- Data -
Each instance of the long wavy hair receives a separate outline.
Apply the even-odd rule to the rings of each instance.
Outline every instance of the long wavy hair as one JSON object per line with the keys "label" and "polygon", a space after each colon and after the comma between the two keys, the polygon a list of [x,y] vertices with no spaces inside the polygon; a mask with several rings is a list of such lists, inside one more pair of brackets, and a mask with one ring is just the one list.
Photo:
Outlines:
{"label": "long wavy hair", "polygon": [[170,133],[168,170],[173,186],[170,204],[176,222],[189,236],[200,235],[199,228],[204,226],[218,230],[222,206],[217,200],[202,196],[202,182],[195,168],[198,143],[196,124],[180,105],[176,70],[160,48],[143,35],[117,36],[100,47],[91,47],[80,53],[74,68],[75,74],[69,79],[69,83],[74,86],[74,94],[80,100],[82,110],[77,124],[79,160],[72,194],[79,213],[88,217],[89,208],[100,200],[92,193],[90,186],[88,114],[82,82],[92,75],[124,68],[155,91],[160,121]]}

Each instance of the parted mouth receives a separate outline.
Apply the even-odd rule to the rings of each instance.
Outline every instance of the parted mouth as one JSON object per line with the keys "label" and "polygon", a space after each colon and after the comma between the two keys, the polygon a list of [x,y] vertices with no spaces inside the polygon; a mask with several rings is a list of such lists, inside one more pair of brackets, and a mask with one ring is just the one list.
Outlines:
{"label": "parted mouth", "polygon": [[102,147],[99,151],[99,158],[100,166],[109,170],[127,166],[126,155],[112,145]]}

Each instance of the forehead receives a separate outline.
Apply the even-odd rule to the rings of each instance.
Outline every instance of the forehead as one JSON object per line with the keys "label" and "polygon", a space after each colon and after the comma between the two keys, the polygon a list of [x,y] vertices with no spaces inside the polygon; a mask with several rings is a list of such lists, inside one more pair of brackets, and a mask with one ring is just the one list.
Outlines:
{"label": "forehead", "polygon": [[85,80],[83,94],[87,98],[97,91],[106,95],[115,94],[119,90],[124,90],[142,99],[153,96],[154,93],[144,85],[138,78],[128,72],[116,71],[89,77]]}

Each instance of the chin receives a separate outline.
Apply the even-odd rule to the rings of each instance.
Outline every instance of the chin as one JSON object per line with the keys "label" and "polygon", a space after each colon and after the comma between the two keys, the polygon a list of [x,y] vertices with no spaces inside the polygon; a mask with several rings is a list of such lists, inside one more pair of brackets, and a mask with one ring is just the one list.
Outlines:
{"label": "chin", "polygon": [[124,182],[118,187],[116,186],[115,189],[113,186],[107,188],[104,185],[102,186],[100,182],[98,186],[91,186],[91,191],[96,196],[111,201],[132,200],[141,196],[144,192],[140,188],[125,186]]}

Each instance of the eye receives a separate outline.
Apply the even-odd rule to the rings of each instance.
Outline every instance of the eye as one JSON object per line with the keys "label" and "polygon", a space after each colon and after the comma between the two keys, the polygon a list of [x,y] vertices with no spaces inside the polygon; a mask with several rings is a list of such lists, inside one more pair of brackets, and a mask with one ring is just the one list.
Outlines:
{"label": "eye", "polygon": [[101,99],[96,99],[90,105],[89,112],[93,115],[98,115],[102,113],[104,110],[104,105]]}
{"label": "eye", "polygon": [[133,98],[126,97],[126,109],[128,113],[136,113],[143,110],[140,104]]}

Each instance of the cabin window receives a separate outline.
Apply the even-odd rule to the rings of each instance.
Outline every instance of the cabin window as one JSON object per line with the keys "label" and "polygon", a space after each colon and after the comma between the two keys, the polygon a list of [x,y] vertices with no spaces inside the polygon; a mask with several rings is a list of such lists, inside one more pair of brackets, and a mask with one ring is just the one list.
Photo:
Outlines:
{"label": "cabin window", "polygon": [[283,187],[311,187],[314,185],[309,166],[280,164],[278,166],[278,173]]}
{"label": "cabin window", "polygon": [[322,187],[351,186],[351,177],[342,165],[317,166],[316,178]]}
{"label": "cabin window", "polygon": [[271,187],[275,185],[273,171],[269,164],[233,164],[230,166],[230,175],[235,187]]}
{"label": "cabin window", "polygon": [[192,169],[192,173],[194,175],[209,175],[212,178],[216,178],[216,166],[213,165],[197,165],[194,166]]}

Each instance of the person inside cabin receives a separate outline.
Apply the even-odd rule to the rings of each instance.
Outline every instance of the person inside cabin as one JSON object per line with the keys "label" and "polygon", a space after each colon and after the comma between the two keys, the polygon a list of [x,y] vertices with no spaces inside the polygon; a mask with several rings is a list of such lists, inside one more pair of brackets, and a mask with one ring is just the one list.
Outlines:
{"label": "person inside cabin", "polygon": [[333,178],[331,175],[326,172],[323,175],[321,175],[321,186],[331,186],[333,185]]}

- Stated exercise -
Select and copy every line of the rows above that contains the word "receives". Matching is case-sensitive.

- The response -
Each instance of the long wavy hair receives a separate outline.
Each instance of the parted mouth receives a separate outline.
Each instance of the forehead receives a separate outline.
Each instance of the chin receives a separate outline.
Each instance of the eye receives a separate outline.
Each instance of the cabin window receives a separate outline.
Each instance of the person inside cabin receives a separate outline.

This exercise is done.